● **Required work**:
Reproduce verbatim every line of the data, beginning with the line that contains "Where can the stone building" and continuing through the last line of the data.

Excerpts of pointing data:
============

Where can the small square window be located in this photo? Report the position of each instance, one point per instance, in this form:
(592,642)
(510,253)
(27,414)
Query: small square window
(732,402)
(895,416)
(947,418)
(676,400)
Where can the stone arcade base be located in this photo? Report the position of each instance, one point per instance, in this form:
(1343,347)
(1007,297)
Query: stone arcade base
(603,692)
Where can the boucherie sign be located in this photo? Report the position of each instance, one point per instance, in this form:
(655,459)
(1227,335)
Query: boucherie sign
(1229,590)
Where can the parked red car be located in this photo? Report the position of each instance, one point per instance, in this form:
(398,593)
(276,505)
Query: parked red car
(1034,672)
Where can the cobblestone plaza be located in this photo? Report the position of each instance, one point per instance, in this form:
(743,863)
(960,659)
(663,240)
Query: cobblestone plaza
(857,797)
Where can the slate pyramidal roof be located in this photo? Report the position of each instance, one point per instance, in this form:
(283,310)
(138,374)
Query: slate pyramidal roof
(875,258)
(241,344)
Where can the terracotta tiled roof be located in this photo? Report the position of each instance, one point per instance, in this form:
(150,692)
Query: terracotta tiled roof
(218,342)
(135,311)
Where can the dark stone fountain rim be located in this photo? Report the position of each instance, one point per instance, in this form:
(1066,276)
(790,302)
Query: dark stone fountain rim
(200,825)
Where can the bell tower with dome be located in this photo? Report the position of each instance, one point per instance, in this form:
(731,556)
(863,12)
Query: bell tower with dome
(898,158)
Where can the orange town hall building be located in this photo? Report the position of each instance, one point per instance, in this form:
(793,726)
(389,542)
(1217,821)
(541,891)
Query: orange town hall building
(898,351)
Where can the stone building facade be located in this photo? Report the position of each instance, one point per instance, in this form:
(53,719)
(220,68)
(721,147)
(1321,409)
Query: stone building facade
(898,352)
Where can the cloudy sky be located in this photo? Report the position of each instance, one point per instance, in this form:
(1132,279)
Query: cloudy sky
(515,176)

============

● **Answer**:
Where can the stone building facade be located in this photo? Report the position of each instance, one point per instance, in this form:
(53,719)
(220,68)
(721,147)
(1321,409)
Query: stone building facade
(898,352)
Where can the cloudy sky be located in this photo? Report the position of each instance, one point per instance, in this form:
(1132,279)
Query: cloudy sky
(515,176)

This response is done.